### CHALLENGE 1
Could you give everything in the records from the line containing "Target: man in white shirt standing" down to the line containing "(1071, 184)", both included, as a JSON list of strings, one per line and with blank lines left out?

### GIVEN PASSAGE
========================================

Attorney General's Opinion

Attorney General, Richard Blumenthal

May 31, 2001

Honorable John P. Burke
Department of Banking
260 Constitution Plaza
Hartford, CT 06103

Dear Commissioner Burke:

You have requested our advice on whether a creditor of a person licensed as a first mortgage lender can collect on the bond required to be maintained by the licensee pursuant to Conn. Gen. Stat. §36a-492. In the specific matter that prompted your inquiry, the individual seeking to claim against the bond is not a mortgagor who dealt with the licensee in the licensee’s capacity as a mortgage lender or broker. Rather, the potential claimant is a lender, who lent money to the licensee in a commercial lending transaction. We conclude that the bond requirement in Conn. Gen. Stat. §36a-492 was intended specifically to protect borrowers or potential borrowers in their transactions with licensees. Accordingly, we conclude that a licensee’s commercial lender may not collect on a bond posted pursuant to §36a-492.

Section 36a-492 is part of a larger statutory scheme regulating the conduct of non-depository first mortgage lenders and brokers, including the requirement that such lenders and brokers obtain a license from the Department of Banking. Persons subject to the licensing requirement are lenders and brokers in the "first mortgage loan" business. "First mortgage loan" is defined to mean:

"First mortgage loan" means a loan or an extension of credit, including, but not limited to, an extension of credit pursuant to a contract or an assigned contract for the sale of goods or services, made to a natural person, the proceeds of which are to be used primarily for personal, family or household purposes, and which is secured by a first mortgage upon any interest in one-to-four-family residential owner-occupied real property located in this state which is not subject to any prior mortgages and includes the renewal or refinancing of an existing first mortgage loan;

§36a-485(2). Thus, the transactions subject to regulation under the statute are loans to individuals. They must be secured by residential, owner-occupied real property, and the proceeds must be used for personal, family or household purposes. Loans secured by commercial property or made for commercial purposes are not regulated under this statute.

========================================

### RECORDS TO PROCESS

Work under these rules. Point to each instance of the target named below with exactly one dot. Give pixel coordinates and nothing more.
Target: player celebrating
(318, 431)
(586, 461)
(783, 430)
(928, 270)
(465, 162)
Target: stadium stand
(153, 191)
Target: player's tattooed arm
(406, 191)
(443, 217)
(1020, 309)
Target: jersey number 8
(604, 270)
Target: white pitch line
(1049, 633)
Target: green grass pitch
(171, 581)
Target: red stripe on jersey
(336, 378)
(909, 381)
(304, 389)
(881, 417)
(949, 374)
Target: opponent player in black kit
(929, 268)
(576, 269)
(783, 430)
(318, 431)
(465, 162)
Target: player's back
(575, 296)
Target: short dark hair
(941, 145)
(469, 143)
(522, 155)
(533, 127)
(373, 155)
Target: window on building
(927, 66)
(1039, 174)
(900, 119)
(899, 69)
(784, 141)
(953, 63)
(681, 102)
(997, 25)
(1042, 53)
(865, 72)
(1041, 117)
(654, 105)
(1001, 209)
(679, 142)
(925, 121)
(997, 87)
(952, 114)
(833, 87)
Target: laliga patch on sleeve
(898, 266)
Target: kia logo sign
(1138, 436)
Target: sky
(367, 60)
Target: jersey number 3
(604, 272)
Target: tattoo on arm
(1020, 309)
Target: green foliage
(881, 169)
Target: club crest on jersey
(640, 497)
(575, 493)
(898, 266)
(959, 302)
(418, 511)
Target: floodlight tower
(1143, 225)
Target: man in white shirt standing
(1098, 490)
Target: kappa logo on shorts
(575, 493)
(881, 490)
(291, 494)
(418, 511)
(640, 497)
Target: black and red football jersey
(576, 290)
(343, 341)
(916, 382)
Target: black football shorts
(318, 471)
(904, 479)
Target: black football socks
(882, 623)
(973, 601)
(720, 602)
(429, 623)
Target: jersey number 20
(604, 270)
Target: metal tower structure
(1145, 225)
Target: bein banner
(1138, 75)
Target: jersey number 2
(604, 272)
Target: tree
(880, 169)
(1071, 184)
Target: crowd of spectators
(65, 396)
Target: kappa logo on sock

========================================

### CHALLENGE 2
Under the definition of "first mortgage loan" quoted in the attorney general's opinion, what purposes may the loan proceeds be used primarily for? List them all.

### FULL SOLUTION 1
[
  "Target: man in white shirt standing",
  "(1098, 490)",
  "Target: kappa logo on shorts",
  "(575, 493)",
  "(881, 490)",
  "(291, 494)",
  "(418, 511)",
  "(640, 497)",
  "Target: black and red football jersey",
  "(576, 290)",
  "(343, 341)",
  "(916, 382)",
  "Target: black football shorts",
  "(318, 471)",
  "(904, 479)",
  "Target: black football socks",
  "(882, 623)",
  "(973, 601)",
  "(720, 602)",
  "(429, 623)",
  "Target: jersey number 20",
  "(604, 270)",
  "Target: metal tower structure",
  "(1145, 225)",
  "Target: bein banner",
  "(1138, 75)",
  "Target: jersey number 2",
  "(604, 272)",
  "Target: tree",
  "(880, 169)",
  "(1071, 184)"
]

### FULL SOLUTION 2
Personal, family and household purposes.